**Stated exercise:**
Pick up the book review of The Lost City of the Monkey God, shown below, and continue it from its last sentence.

**Document section:**
-=-=-

Monday, May 22, 2017

The Lost City of the Monkey God: A True Story, by Douglas Preston

9781455540006
Grand Central Publishing, 2017
326 pp

hardcover

I took this book along with me on vacation in Mexico a few weeks back and read it after a day touring Tulum. I know that Tulum is a Mayan site and is not in Honduras where the action in this book takes place,  but being there and experiencing the ruins only whetted my appetite for a story of exploration in the dense jungles of the Central American rainforests.  If the truth must be told, I'm also a huge devotee of stories concerning exploration and archaeology, both fiction and nonfiction, and I've been reading about archaeological finds since I was a kid.

The "Lost City of the Monkey God" is one title for a lost city said to be "hidden in rugged Mosquitia," the circled area in the map below.


What the map doesn't reveal is that this area that covers roughly thirty-two thousand miles, and that it is  a "land of rainforests, swamps, lagoons, rivers and mountains."  According to the author, the area was once labeled on maps as the Portal del Infierno, "the Gates of Hell."  It is a dangerous place to explore, not only due to the hazards posed by "the thickest jungle in the world" but also because of the fact that, as Preston says, "Honduras has one of the highest murder rates in the world," and that a whopping eighty percent of the cocaine that comes to the US via South America comes through Honduras, "most of it via Mosquitia" leaving "much of the surrounding countryside and towns" of the area in the hands of the cartels.

In 1526 Cortés wrote a report to Emperor Charles V while off the coast of Honduras, saying that he believed that there were "very extensive and rich provinces"... that "will exceed Mexico in riches..." According to Cortés,  this "new land" was known by the Indians as "the Old Land of Red Earth," and it existed "somewhere in the mountains of Mosquitia."  While he never explored there, twenty years later a missionary "found himself looking down on a large and prosperous city spread out in a river valley," and although he didn't go into the city, his report to Charles V kept the legend alive.  The legends of as-yet undiscovered lost cities continued to flourish over the next few centuries, until as Preston says, "by the dawn of the twentieth century," they had "coalesced into a single legend of a sacred and forbidden Ciudad Blanca," so-named because of the stories collected by Pech Indians (aka the Paya) of Mosquitia that told about a "White House" located "beyond a pass in the mountains at the headwaters of two rivers."  It was also known as "the City of the Monkey God," and more than one explorer set off in search for this legendary place.

-=-=-

**Material:**
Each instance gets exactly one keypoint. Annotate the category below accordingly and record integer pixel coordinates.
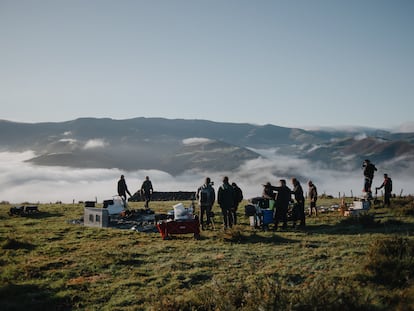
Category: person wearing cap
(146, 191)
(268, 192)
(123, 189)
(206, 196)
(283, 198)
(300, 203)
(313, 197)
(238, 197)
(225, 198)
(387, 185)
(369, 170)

-=-=-

**Expected answer:**
After going through a brief history of attempts to discover this lost city, Preston's account reveals how he joined an expedition to the area after a documentary filmmaker named Steve Elkins had decided to make a search of the area using lidar technology.  The cost to do the whole area was prohibitive, so Elkins settled on a search area of about fifty square miles. The gist of the search you can read about here in a New Yorker article written by Douglas Preston in 2013; suffice it to say that not only did Elkins and his team discover one large site, they discovered a second one as well. Most of the book details the ground expedition -- pitfalls, surprises and discoveries, etc., -- as well as its aftermath.

I have to say that I was pretty much glued to this book as far as this expedition goes because of my fascination with this sort of thing, and I do believe he does a fine job of relating events for armchair travelers like myself who will never be part of anything so exciting.  He manages to do it in such a way that transmits the excitement, the frustrations, the hard work, the perils, etc., involved so that it becomes a bit of a page turner.  I also enjoyed reading about the history of other attempts at finding the Lost City that he provides, which puts the search for this particular site in a larger context. But having said that, I do have a couple of big niggles.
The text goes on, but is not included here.